■ Written exercise
Can you copy the lines from the one that contains "the shoreline waterline." through the end of the material below, exactly and with nothing else?

■ Data supplied
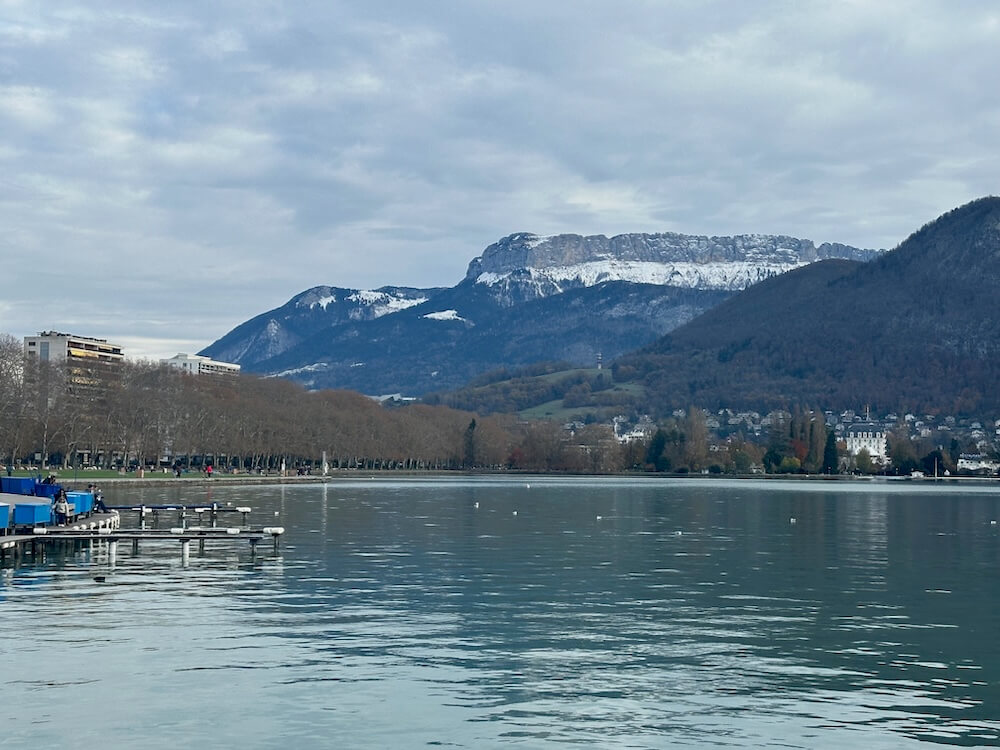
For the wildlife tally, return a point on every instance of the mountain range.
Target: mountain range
(914, 330)
(525, 299)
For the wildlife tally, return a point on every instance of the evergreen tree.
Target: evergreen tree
(469, 459)
(830, 462)
(654, 453)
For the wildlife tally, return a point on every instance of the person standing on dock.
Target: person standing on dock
(61, 507)
(99, 505)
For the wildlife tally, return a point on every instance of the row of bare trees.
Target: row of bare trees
(145, 414)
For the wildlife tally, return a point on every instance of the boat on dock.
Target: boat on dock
(27, 503)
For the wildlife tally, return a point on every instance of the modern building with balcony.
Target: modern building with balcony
(195, 364)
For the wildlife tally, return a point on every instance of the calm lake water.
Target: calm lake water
(534, 613)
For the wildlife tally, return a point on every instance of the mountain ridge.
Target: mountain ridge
(334, 337)
(914, 329)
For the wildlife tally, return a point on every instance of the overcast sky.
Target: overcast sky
(171, 169)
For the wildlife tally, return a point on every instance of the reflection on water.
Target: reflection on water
(539, 612)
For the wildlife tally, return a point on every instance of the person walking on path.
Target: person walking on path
(61, 508)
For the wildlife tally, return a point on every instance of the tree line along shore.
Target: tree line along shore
(148, 416)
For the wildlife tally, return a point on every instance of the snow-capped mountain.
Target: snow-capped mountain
(314, 310)
(525, 299)
(525, 266)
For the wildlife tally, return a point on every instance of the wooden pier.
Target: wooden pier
(104, 527)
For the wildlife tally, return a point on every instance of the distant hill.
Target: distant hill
(525, 299)
(916, 329)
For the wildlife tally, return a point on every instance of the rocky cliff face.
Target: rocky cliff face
(524, 266)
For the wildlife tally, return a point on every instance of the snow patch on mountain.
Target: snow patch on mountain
(444, 315)
(382, 303)
(727, 276)
(524, 266)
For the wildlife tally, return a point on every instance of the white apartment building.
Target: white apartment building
(195, 364)
(868, 436)
(52, 346)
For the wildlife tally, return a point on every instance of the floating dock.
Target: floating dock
(105, 528)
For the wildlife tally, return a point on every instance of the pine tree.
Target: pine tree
(830, 462)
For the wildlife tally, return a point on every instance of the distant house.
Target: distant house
(197, 365)
(869, 436)
(977, 464)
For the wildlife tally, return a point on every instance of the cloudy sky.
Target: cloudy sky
(171, 169)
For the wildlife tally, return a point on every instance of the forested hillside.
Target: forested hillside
(913, 330)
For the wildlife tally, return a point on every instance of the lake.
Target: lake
(525, 612)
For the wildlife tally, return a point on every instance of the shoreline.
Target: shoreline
(352, 474)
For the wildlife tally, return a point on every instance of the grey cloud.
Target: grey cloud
(199, 163)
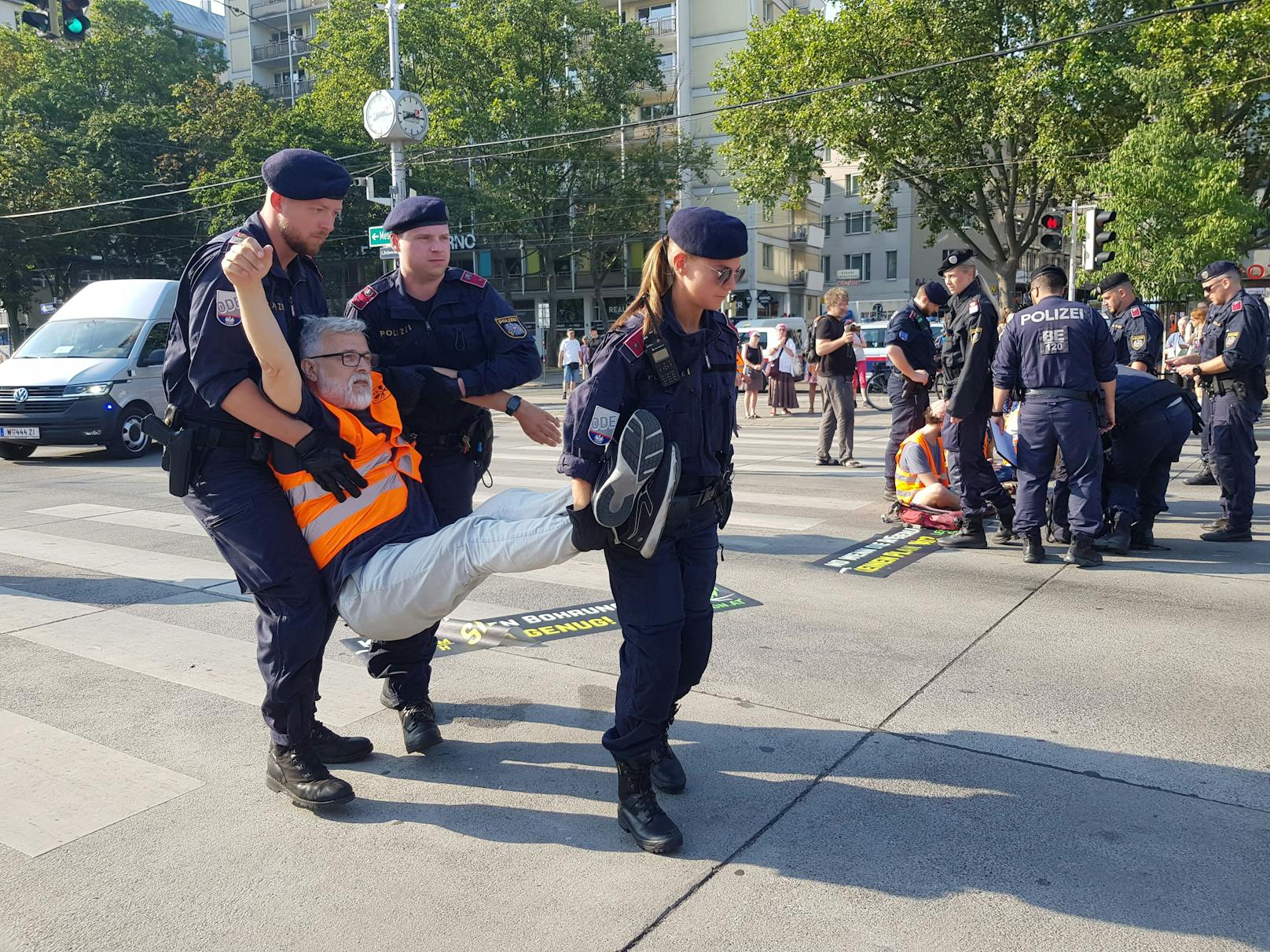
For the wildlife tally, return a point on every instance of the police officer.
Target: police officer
(971, 342)
(1154, 418)
(672, 353)
(1231, 367)
(1137, 331)
(428, 315)
(212, 381)
(1059, 354)
(911, 350)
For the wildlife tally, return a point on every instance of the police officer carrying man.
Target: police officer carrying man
(428, 315)
(971, 342)
(1059, 354)
(911, 350)
(1231, 366)
(1137, 331)
(212, 381)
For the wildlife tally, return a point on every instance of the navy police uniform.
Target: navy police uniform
(1057, 353)
(1232, 399)
(233, 492)
(969, 346)
(466, 327)
(909, 330)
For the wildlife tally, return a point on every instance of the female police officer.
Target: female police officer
(672, 353)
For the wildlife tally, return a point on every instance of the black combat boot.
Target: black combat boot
(299, 772)
(638, 811)
(1118, 541)
(334, 749)
(668, 773)
(1082, 552)
(1034, 552)
(969, 536)
(418, 721)
(1006, 531)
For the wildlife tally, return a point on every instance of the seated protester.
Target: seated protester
(921, 471)
(391, 572)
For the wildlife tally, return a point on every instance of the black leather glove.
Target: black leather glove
(323, 455)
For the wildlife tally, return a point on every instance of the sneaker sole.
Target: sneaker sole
(300, 801)
(655, 536)
(639, 453)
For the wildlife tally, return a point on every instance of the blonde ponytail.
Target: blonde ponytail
(655, 284)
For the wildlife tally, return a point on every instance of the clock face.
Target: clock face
(413, 115)
(379, 113)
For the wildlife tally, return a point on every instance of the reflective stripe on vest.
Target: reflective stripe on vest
(387, 460)
(907, 484)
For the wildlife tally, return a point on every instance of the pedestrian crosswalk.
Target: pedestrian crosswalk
(83, 518)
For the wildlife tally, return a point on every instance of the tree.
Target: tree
(987, 146)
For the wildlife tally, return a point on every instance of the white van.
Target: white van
(92, 373)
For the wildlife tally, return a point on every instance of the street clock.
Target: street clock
(395, 115)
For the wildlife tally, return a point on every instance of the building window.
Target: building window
(860, 263)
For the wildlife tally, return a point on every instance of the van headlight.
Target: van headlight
(88, 389)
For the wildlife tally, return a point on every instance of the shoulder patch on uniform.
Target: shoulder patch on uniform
(512, 327)
(228, 309)
(365, 296)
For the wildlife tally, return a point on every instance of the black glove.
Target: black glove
(323, 456)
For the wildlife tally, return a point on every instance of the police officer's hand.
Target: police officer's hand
(247, 262)
(538, 424)
(324, 457)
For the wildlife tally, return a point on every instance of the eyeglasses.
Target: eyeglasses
(352, 358)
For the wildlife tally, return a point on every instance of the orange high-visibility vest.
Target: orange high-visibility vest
(907, 484)
(387, 460)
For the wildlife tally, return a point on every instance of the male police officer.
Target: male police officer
(426, 315)
(1059, 353)
(971, 342)
(911, 350)
(1231, 366)
(212, 381)
(1137, 331)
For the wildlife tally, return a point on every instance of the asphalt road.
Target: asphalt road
(971, 753)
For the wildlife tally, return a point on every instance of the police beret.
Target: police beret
(1217, 269)
(416, 212)
(958, 255)
(936, 294)
(1111, 280)
(707, 233)
(305, 175)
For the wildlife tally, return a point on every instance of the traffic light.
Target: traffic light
(1096, 239)
(1052, 231)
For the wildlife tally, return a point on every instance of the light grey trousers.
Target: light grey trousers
(409, 585)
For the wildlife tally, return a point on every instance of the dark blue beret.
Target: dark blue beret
(936, 294)
(1217, 269)
(305, 175)
(416, 212)
(707, 233)
(958, 255)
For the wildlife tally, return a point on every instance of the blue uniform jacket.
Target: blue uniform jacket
(699, 413)
(911, 331)
(969, 344)
(1057, 344)
(469, 328)
(1237, 331)
(1138, 334)
(208, 353)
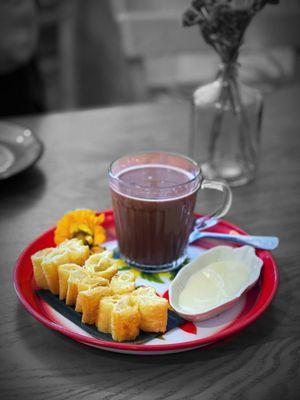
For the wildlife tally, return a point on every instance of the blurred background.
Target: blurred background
(61, 55)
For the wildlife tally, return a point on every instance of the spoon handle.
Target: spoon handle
(261, 242)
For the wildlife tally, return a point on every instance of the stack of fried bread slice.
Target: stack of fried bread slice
(104, 295)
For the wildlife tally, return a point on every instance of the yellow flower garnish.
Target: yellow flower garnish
(81, 224)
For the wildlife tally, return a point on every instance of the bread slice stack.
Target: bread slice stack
(104, 295)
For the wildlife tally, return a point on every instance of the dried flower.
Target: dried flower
(81, 224)
(223, 22)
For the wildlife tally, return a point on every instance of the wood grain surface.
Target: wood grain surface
(262, 362)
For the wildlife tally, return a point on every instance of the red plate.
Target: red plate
(188, 336)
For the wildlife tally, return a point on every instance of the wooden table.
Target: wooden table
(262, 362)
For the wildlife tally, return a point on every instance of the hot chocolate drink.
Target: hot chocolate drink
(154, 222)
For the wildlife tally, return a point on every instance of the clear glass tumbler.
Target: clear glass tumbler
(153, 196)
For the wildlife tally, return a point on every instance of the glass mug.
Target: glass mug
(154, 196)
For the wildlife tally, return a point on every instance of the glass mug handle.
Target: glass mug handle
(227, 199)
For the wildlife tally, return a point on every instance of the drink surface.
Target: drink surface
(157, 177)
(154, 231)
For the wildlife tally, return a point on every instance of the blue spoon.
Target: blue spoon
(260, 242)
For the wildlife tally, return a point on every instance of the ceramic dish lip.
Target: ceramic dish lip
(233, 328)
(38, 154)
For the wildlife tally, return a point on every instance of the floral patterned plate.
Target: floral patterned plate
(188, 336)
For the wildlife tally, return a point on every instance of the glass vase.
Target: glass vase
(225, 127)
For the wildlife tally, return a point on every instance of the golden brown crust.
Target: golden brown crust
(39, 275)
(153, 309)
(123, 282)
(64, 271)
(89, 302)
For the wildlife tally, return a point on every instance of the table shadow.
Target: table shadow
(26, 187)
(45, 340)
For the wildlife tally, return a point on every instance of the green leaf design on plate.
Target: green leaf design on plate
(151, 277)
(172, 275)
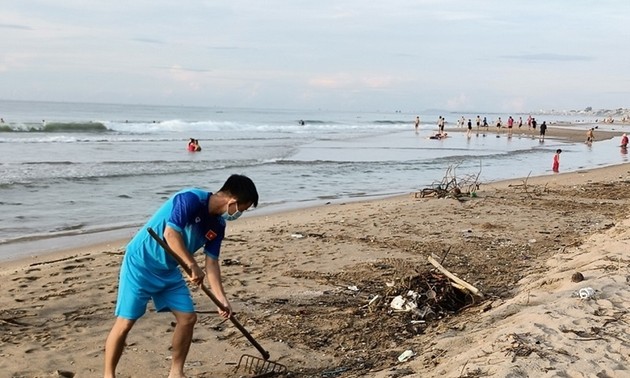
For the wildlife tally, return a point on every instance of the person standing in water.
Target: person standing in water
(556, 161)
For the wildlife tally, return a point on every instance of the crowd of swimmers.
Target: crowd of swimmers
(483, 125)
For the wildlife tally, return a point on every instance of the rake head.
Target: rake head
(258, 367)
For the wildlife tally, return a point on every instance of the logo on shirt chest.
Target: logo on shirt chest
(210, 235)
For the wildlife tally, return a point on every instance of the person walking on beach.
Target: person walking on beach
(543, 129)
(188, 221)
(590, 137)
(441, 122)
(556, 161)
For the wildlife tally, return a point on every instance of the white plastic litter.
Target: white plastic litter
(401, 304)
(586, 293)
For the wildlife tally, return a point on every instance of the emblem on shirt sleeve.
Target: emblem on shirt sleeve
(210, 235)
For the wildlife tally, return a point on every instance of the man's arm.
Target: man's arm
(176, 242)
(213, 271)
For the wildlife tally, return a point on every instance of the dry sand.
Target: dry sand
(302, 283)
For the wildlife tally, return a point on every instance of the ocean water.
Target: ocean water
(69, 169)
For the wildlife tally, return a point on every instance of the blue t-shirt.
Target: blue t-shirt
(186, 212)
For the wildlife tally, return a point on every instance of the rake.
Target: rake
(260, 367)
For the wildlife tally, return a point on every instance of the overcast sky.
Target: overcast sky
(408, 55)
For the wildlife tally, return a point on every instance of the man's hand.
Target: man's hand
(197, 274)
(226, 314)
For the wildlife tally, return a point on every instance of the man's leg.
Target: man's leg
(115, 344)
(182, 337)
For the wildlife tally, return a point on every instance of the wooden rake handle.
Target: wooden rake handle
(209, 293)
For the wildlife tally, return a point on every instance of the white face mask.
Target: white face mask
(230, 217)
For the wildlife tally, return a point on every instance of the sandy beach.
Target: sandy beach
(315, 286)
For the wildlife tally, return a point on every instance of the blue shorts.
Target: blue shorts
(137, 284)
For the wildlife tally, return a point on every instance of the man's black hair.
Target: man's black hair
(241, 187)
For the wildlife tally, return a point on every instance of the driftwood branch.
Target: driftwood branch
(452, 186)
(461, 283)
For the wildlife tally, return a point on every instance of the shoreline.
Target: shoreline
(55, 244)
(110, 238)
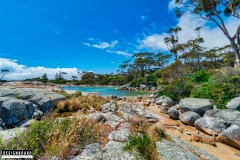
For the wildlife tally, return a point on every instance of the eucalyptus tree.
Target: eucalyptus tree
(172, 42)
(3, 72)
(215, 11)
(193, 52)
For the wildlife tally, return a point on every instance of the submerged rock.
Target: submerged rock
(231, 136)
(197, 105)
(210, 125)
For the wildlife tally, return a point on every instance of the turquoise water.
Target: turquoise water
(107, 91)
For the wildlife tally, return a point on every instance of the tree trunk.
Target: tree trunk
(237, 53)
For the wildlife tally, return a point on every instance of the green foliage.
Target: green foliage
(142, 145)
(177, 89)
(221, 88)
(200, 76)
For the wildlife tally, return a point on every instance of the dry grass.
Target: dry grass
(83, 103)
(64, 138)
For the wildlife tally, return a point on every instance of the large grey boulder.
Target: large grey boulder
(189, 117)
(227, 116)
(197, 105)
(11, 133)
(173, 113)
(234, 104)
(167, 102)
(159, 100)
(42, 98)
(177, 149)
(113, 151)
(210, 125)
(13, 111)
(109, 107)
(231, 136)
(120, 135)
(2, 126)
(45, 101)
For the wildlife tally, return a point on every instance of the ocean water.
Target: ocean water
(107, 91)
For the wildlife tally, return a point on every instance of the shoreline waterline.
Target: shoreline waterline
(104, 91)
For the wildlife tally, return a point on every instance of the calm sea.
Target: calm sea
(107, 91)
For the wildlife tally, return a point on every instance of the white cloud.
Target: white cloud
(154, 42)
(120, 53)
(213, 36)
(172, 5)
(124, 53)
(20, 72)
(87, 44)
(103, 45)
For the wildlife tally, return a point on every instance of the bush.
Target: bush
(83, 103)
(200, 76)
(221, 88)
(142, 145)
(177, 89)
(49, 137)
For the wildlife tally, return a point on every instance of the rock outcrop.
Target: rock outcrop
(197, 105)
(21, 104)
(210, 125)
(173, 113)
(231, 136)
(234, 104)
(227, 116)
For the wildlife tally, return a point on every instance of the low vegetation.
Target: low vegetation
(62, 137)
(83, 103)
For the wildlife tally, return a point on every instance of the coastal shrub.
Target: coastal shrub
(221, 88)
(137, 81)
(200, 76)
(48, 138)
(142, 145)
(177, 89)
(83, 103)
(220, 94)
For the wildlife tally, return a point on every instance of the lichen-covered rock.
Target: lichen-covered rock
(167, 102)
(227, 116)
(159, 100)
(177, 149)
(234, 104)
(120, 135)
(197, 105)
(210, 125)
(173, 113)
(113, 151)
(231, 136)
(13, 111)
(109, 107)
(189, 117)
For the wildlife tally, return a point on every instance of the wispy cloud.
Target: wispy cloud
(87, 44)
(20, 72)
(120, 53)
(103, 45)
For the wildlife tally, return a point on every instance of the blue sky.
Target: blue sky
(82, 35)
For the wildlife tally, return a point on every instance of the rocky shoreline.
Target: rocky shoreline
(19, 106)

■ Expected answer
For the wildlife tally, return a point on every instance of the shoreline waterline.
Target: shoreline waterline
(104, 91)
For the wildlife tally, return a point on every instance of the calm sea.
Target: calm sea
(107, 91)
For the wildlife tally, return a point on every instance of the white cloud.
Target: white cloud
(154, 42)
(120, 53)
(213, 36)
(172, 5)
(124, 53)
(20, 72)
(87, 44)
(103, 45)
For the wildlife tally, return a point on every instance of the bush.
Target: bush
(83, 103)
(200, 76)
(221, 88)
(142, 145)
(177, 89)
(49, 137)
For the wildlife tally, return a point on every instance of the rock outcrop.
Target: rock outcrop
(197, 105)
(21, 104)
(210, 125)
(173, 113)
(231, 136)
(234, 104)
(227, 116)
For the wildlife tally, return a point on every instance of the low vegetation.
Target: low vegetation
(62, 137)
(83, 103)
For the wildlife tally, return a point on every instance of the coastal shrub.
Target: coastal shrub
(221, 88)
(137, 81)
(200, 76)
(48, 138)
(142, 145)
(177, 89)
(83, 103)
(220, 94)
For the wildlife tally, return a point on every instance of the lichen-covered rock.
Target: lichen-covered rock
(167, 102)
(227, 116)
(159, 100)
(177, 149)
(234, 104)
(120, 135)
(197, 105)
(210, 125)
(173, 113)
(113, 151)
(231, 136)
(13, 111)
(109, 107)
(189, 117)
For the wildlife tally, return a point on every instance of the wispy cloud.
Target: wispy cloud
(87, 44)
(20, 72)
(120, 53)
(103, 45)
For the wildlife tally, return a point on every instance of the blue sky.
Target: blue sky
(82, 35)
For the wildlife tally, return a point on every instance of the rocky shoreline.
Target: rocky shoreline
(19, 106)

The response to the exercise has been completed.